The exercise: Rewrite everything from the start of the records down to the line containing "360,319,421,427", both ends included, keeping the requests and their sample coordinates unchanged. Multiply each bounding-box coordinate in the answers by 1.55 and round it to a whole number, halves up, and stop after that line.

Records supplied:
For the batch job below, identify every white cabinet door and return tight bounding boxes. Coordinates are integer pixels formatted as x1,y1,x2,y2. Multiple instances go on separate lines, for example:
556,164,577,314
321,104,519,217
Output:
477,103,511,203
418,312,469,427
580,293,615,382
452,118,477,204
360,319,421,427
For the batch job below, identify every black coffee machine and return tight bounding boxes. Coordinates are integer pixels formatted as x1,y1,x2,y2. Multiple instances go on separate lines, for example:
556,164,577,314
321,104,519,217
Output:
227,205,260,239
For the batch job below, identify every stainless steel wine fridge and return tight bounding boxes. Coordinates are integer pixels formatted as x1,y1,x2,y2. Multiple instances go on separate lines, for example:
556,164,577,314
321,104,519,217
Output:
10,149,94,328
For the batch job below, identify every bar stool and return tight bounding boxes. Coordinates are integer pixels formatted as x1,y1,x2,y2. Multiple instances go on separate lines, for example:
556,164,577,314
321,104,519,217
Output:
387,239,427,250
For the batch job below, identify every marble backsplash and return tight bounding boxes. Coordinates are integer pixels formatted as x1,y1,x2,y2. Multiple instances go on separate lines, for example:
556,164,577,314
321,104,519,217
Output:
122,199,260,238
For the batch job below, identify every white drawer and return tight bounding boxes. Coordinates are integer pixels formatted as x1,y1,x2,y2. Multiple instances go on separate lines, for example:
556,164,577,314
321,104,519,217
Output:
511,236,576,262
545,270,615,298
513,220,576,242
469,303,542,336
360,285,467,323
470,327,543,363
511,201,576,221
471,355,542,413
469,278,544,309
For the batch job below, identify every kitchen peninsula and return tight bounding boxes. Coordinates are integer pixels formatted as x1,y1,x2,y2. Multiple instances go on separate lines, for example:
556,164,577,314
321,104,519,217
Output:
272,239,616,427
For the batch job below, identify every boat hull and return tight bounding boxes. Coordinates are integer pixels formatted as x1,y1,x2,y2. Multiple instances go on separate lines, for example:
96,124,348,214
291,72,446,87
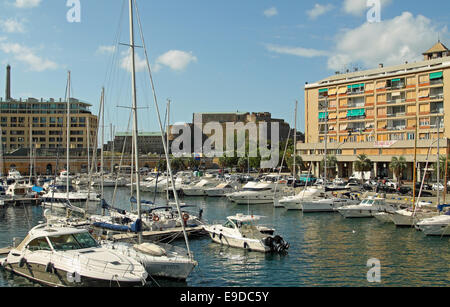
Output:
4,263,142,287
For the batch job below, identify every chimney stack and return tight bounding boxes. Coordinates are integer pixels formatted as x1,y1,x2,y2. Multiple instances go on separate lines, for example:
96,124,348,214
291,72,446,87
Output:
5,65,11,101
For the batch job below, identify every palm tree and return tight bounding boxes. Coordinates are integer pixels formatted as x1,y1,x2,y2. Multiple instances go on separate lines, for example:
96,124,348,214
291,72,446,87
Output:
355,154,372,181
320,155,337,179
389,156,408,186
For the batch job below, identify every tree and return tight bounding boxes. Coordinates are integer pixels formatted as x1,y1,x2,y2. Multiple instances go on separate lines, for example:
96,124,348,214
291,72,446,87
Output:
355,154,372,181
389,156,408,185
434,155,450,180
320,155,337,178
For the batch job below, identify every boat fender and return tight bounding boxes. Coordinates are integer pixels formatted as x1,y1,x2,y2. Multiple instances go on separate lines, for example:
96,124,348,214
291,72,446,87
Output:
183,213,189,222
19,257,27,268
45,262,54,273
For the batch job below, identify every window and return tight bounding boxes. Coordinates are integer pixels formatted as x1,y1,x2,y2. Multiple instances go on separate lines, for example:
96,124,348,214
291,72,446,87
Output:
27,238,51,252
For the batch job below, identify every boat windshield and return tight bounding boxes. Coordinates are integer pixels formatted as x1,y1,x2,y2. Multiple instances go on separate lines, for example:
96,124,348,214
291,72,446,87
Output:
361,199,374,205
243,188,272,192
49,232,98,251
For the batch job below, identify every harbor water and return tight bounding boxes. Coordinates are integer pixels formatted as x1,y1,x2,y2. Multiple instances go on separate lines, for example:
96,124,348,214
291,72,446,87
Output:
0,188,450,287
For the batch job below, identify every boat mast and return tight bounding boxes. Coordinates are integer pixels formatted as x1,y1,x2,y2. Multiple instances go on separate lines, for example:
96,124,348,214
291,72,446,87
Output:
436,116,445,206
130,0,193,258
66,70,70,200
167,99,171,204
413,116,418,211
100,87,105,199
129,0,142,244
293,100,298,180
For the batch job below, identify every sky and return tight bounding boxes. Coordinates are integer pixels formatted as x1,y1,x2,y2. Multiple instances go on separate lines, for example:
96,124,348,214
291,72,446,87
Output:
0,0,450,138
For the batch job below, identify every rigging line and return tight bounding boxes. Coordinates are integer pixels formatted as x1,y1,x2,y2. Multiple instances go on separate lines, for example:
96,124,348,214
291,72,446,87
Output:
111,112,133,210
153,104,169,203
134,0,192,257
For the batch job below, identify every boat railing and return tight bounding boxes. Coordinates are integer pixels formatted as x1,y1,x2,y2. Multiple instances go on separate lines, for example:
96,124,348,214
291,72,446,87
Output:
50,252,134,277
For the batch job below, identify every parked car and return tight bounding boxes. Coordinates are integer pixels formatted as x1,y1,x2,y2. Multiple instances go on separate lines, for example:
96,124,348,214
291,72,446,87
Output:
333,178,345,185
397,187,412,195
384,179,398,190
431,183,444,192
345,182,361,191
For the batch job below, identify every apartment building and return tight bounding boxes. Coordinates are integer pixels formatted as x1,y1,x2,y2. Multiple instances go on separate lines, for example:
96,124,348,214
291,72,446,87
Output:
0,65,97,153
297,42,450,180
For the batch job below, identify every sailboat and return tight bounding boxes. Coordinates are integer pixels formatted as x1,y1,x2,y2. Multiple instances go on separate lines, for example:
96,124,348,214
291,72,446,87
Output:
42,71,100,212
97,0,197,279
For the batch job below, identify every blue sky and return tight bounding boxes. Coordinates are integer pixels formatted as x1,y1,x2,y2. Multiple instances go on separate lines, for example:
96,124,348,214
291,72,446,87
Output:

Written response:
For the batch job below, identify every white cabinet door and return tight bounding boxes. Coordinates are integer pixels formatted as x1,y1,x2,y2. Multiple instances go on separate lines, for example:
556,164,577,314
321,104,519,217
Output:
739,160,792,315
648,484,727,662
899,454,953,592
701,183,739,316
558,494,653,662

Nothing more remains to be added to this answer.